Im November 2019 sorgte das Bußgeld der Berliner Datenschutzaufsichtsbehörde von 14,5 Millionen. Euro gegen die Deutsche Wohnen SE wegen unerlaubter Datenspeicherung für Aufsehen.1 Das Unternehmen focht den Bußgeldbescheid an und gewann in der ersten Instanz.2 Dagegen wurde Berufung eingelegt. Das Berufungsgericht bat den Europäischen Gerichtshof (EuGH) um eine Auslegung bestimmter Vorschriften aus der Datenschutz-Grundverordnung (DS-GVO). Am 05.12.2023 hat der EuGH (Az. C807/21) sein Urteil verkündet. Die Bedeutung dieses Urteils ist nicht nur für die Deutsche Wohnen SE relevant, sondern betrifft alle Unternehmen in Deutschland. Nachfolgend wird ein erster Versuch unternommen, das Urteil und seine Folgen einzuordnen.

Lesezeit 8 Min.

§ **Aufgaben**
1. An welchem Tag verkündete der EuGH laut dem Text zum Bußgeld gegen die Deutsche Wohnen SE sein Urteil?
2. Prüfe, ob die folgenden Aussagen mit dem Text zum Bußgeld gegen die Deutsche Wohnen SE übereinstimmen. Antworte jeweils mit Ja oder Nein und zitiere die entscheidenden Worte des Textes.
(a) Die Deutsche Wohnen SE verlor in der ersten Instanz.
(b) Das Berufungsgericht ersuchte den EuGH um die Auslegung von Vorschriften der DS-GVO.
(c) Die Bedeutung des Urteils beschränkt sich auf die Deutsche Wohnen SE.
3. Schreibe den Text zum Bußgeld gegen die Deutsche Wohnen SE ab der Stelle weiter, an der er endet.

§ **Einträge**
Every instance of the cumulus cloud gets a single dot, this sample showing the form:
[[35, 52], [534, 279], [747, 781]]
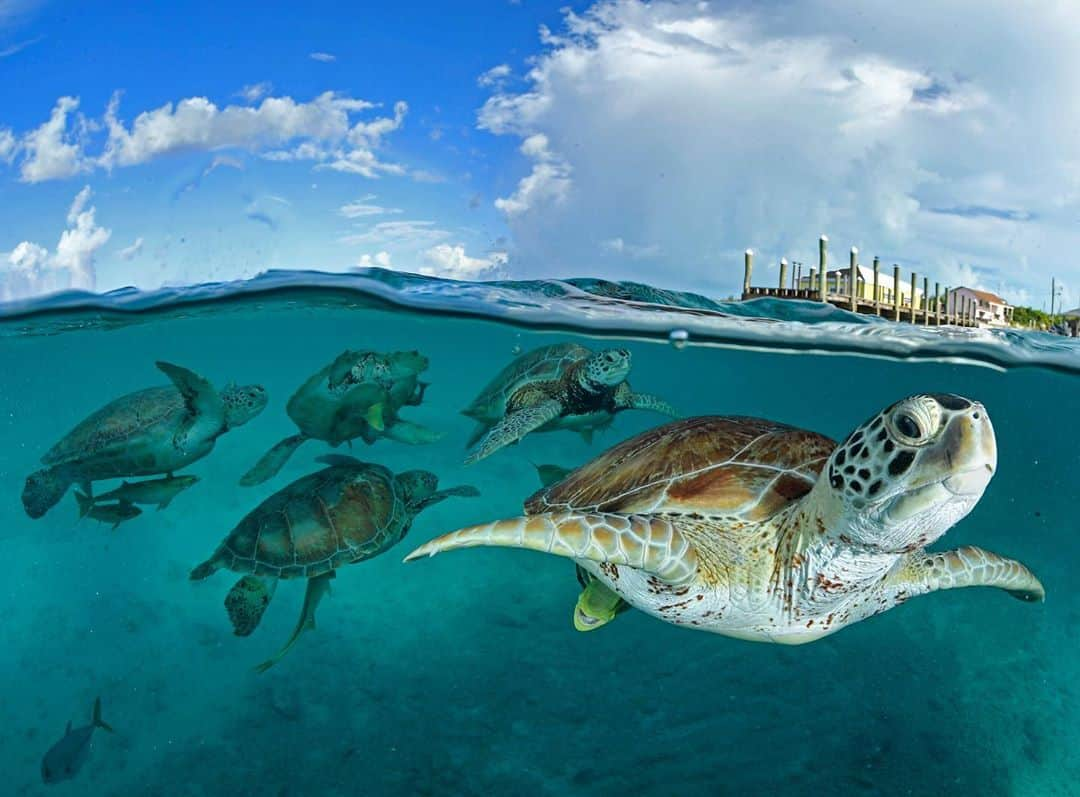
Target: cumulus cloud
[[32, 269], [255, 92], [494, 77], [379, 259], [451, 260], [130, 253], [363, 207], [702, 129], [407, 232], [324, 131], [548, 184]]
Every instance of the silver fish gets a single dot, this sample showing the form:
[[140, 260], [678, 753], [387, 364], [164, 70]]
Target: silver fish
[[115, 513], [65, 758], [157, 491]]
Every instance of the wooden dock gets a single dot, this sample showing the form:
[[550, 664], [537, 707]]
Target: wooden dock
[[850, 289]]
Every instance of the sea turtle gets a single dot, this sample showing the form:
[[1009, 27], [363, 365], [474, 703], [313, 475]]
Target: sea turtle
[[563, 386], [355, 396], [347, 512], [759, 530], [158, 430]]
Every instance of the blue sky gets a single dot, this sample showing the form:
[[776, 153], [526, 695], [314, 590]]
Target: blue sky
[[481, 139]]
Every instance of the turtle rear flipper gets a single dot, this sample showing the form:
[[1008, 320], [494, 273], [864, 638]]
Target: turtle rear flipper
[[514, 427], [43, 490], [272, 461], [318, 586]]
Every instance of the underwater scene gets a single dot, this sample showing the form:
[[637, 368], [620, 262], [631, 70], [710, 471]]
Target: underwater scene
[[207, 497]]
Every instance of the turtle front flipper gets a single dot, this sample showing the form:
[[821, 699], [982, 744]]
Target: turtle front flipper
[[647, 401], [318, 586], [514, 427], [967, 566], [43, 489], [597, 605], [246, 602], [412, 433], [205, 407], [272, 461], [648, 543]]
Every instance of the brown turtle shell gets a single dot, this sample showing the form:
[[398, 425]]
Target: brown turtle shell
[[340, 514], [109, 431], [726, 465]]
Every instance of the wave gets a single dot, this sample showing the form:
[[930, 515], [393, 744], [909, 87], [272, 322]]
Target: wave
[[586, 306]]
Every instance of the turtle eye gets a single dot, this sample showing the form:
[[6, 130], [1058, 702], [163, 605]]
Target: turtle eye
[[915, 421], [907, 426]]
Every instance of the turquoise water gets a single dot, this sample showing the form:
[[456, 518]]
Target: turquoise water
[[463, 674]]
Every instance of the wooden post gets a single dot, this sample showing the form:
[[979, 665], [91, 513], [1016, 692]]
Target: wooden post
[[823, 267], [853, 279], [926, 301], [895, 292]]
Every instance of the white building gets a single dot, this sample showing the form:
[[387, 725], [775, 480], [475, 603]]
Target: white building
[[990, 309], [838, 282]]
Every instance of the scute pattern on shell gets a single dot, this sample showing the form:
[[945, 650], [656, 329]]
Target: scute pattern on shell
[[716, 464], [115, 424], [329, 518], [544, 364]]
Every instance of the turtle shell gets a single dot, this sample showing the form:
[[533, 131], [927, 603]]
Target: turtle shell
[[113, 429], [340, 514], [543, 364], [739, 467]]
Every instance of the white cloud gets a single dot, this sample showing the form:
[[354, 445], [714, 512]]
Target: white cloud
[[451, 261], [379, 259], [255, 92], [52, 151], [703, 129], [548, 183], [130, 253], [397, 232], [324, 131], [362, 207], [8, 145], [32, 269], [495, 77]]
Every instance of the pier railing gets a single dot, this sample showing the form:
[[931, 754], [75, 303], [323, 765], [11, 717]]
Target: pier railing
[[847, 288]]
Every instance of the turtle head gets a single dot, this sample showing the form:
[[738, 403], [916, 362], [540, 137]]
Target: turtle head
[[417, 486], [242, 403], [607, 368], [912, 472]]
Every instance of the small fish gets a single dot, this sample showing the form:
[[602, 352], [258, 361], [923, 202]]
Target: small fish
[[115, 513], [65, 758], [551, 474], [156, 491]]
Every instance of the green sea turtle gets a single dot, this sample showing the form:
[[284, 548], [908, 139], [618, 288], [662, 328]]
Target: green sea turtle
[[158, 430], [347, 512], [596, 605], [355, 396], [564, 386], [758, 530]]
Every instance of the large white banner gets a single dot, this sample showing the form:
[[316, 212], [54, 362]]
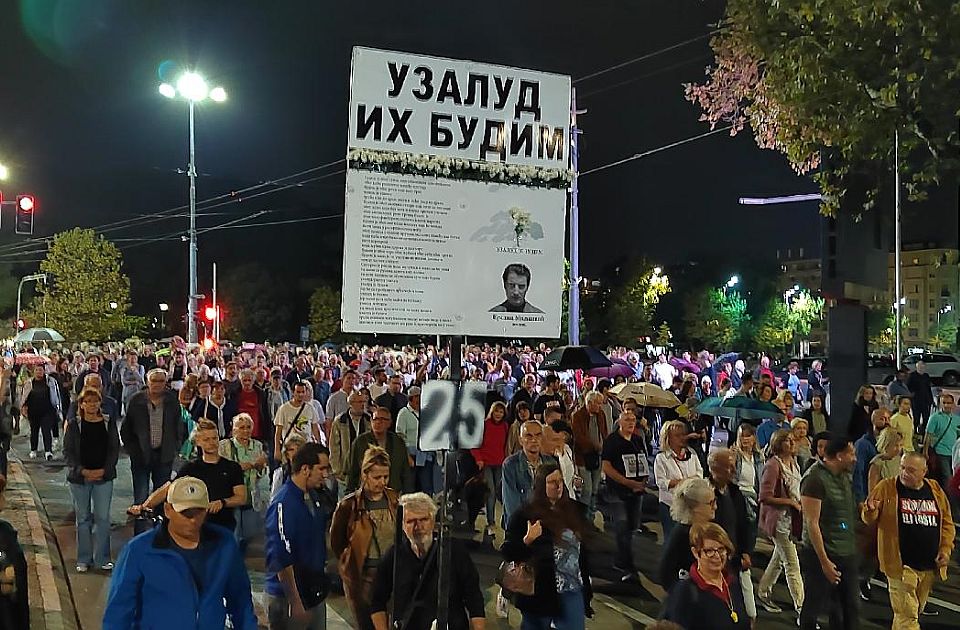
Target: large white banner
[[455, 199]]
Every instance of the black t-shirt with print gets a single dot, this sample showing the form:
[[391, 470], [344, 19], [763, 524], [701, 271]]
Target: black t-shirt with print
[[919, 521], [220, 479]]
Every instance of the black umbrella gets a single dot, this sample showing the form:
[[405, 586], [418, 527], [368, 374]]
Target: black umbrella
[[575, 358]]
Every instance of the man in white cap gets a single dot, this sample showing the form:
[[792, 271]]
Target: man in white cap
[[183, 574]]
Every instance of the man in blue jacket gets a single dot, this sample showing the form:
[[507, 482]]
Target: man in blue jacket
[[183, 574], [295, 542]]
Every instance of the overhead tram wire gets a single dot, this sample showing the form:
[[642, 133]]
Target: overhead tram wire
[[644, 154], [41, 242], [646, 56]]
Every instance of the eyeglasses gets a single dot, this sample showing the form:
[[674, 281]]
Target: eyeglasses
[[714, 552]]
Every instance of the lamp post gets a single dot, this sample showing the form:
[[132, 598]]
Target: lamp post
[[192, 87]]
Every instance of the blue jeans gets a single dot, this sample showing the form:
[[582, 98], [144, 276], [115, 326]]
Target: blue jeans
[[93, 527], [493, 477], [572, 615], [151, 470]]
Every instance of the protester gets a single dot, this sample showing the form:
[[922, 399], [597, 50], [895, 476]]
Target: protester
[[590, 428], [363, 531], [695, 503], [489, 458], [781, 521], [401, 475], [902, 421], [248, 453], [222, 478], [828, 561], [152, 433], [733, 515], [674, 463], [40, 404], [942, 431], [14, 593], [709, 597], [344, 432], [295, 544], [91, 447], [409, 575], [915, 533], [520, 469], [283, 471], [149, 588], [550, 532]]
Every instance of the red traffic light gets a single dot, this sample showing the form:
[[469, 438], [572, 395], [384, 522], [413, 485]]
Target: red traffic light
[[26, 203]]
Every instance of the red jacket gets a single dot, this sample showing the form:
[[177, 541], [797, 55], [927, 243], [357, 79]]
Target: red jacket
[[494, 448]]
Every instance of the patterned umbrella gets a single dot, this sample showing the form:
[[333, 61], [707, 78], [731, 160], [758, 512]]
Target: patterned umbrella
[[37, 334]]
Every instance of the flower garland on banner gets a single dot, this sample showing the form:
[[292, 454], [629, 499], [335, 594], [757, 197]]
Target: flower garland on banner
[[458, 168]]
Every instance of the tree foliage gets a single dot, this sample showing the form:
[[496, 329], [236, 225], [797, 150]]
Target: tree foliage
[[324, 313], [84, 279], [633, 304], [828, 82], [254, 304], [714, 318]]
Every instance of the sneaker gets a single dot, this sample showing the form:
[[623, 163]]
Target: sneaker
[[502, 606], [768, 604]]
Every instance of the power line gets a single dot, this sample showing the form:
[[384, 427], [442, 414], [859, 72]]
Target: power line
[[637, 156], [645, 56]]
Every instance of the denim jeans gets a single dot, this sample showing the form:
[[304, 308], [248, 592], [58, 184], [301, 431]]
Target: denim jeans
[[572, 615], [493, 477], [93, 526], [591, 486], [624, 515], [143, 474], [278, 616], [842, 600]]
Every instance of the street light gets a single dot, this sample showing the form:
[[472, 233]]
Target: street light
[[192, 87]]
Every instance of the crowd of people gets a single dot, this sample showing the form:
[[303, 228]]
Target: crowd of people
[[316, 451]]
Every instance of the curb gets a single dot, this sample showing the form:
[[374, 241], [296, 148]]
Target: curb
[[51, 599]]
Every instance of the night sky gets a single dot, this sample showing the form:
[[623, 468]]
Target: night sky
[[84, 128]]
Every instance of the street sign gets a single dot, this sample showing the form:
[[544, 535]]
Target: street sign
[[451, 417]]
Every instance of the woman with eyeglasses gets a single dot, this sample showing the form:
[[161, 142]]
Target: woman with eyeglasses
[[781, 520], [709, 597], [550, 532], [694, 503]]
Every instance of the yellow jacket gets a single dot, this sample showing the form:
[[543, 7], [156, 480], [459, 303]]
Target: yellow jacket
[[888, 530]]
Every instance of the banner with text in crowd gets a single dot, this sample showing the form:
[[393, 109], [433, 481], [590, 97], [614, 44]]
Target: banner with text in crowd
[[455, 199]]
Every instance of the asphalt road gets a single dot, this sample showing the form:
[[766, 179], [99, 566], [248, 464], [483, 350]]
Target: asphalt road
[[617, 605]]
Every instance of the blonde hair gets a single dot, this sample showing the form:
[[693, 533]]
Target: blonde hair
[[665, 433], [375, 456]]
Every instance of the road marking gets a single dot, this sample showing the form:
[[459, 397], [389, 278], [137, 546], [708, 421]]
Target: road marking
[[624, 610], [931, 600]]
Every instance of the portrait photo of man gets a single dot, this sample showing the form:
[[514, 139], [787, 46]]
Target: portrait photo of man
[[516, 282]]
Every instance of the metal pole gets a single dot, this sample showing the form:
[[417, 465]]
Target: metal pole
[[573, 315], [896, 247], [443, 562], [191, 299], [216, 309]]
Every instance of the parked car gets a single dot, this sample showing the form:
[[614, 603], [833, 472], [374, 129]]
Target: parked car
[[943, 368]]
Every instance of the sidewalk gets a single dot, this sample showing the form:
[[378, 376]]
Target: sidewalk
[[51, 602]]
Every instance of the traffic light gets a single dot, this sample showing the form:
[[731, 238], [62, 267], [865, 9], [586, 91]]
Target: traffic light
[[26, 204]]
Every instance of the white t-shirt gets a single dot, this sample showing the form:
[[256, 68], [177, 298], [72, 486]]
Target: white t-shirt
[[305, 422]]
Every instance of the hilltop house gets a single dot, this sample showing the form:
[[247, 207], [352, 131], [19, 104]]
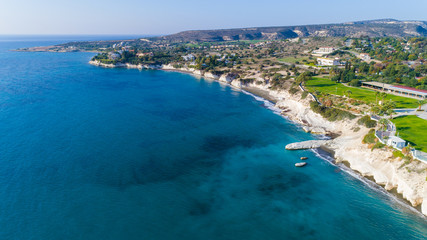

§ **Ergebnisse je Aufgabe**
1. Am 05.12.2023.

2.
(a) Nein: „gewann in der ersten Instanz“
(b) Ja: „Das Berufungsgericht bat den Europäischen Gerichtshof (EuGH) um eine Auslegung bestimmter Vorschriften aus der Datenschutz-Grundverordnung (DS-GVO).“
(c) Nein: „Die Bedeutung dieses Urteils ist nicht nur für die Deutsche Wohnen SE relevant, sondern betrifft alle Unternehmen in Deutschland.“

3.
Voraussetzung für ein Bußgeld

Die DS-GVO räumt Datenschutzaufsichtsbehörden die Befugnis ein, Geldbußen zu verhängen. Sie sieht jedoch selbst kein Verfahren vor, das regelt, auf welche Art und Weise Geldbußen zu verhängen sind. Dieses ist dem Umstand geschuldet, dass es kein EU-Verfahrensrecht gibt. Folglich muss der nationale Gesetzgeber regeln, wie das nationale Verfahren zur Verhängung von Geldbußen aussieht. Der deutsche Gesetzgeber stellte fest, dass er mit dem „Gesetz über Ordnungswidrigkeiten“ (OWiG) bereits über ein entsprechendes Gesetz verfügt. Was lag näher, als Geldbußen gegen die DSGVO dem OWiG zu unterwerfen? Mit § 41 Bundesdatenschutzgesetz (BDSG) bestimmte der deutsche Gesetzgeber, das OWiG anzuwenden.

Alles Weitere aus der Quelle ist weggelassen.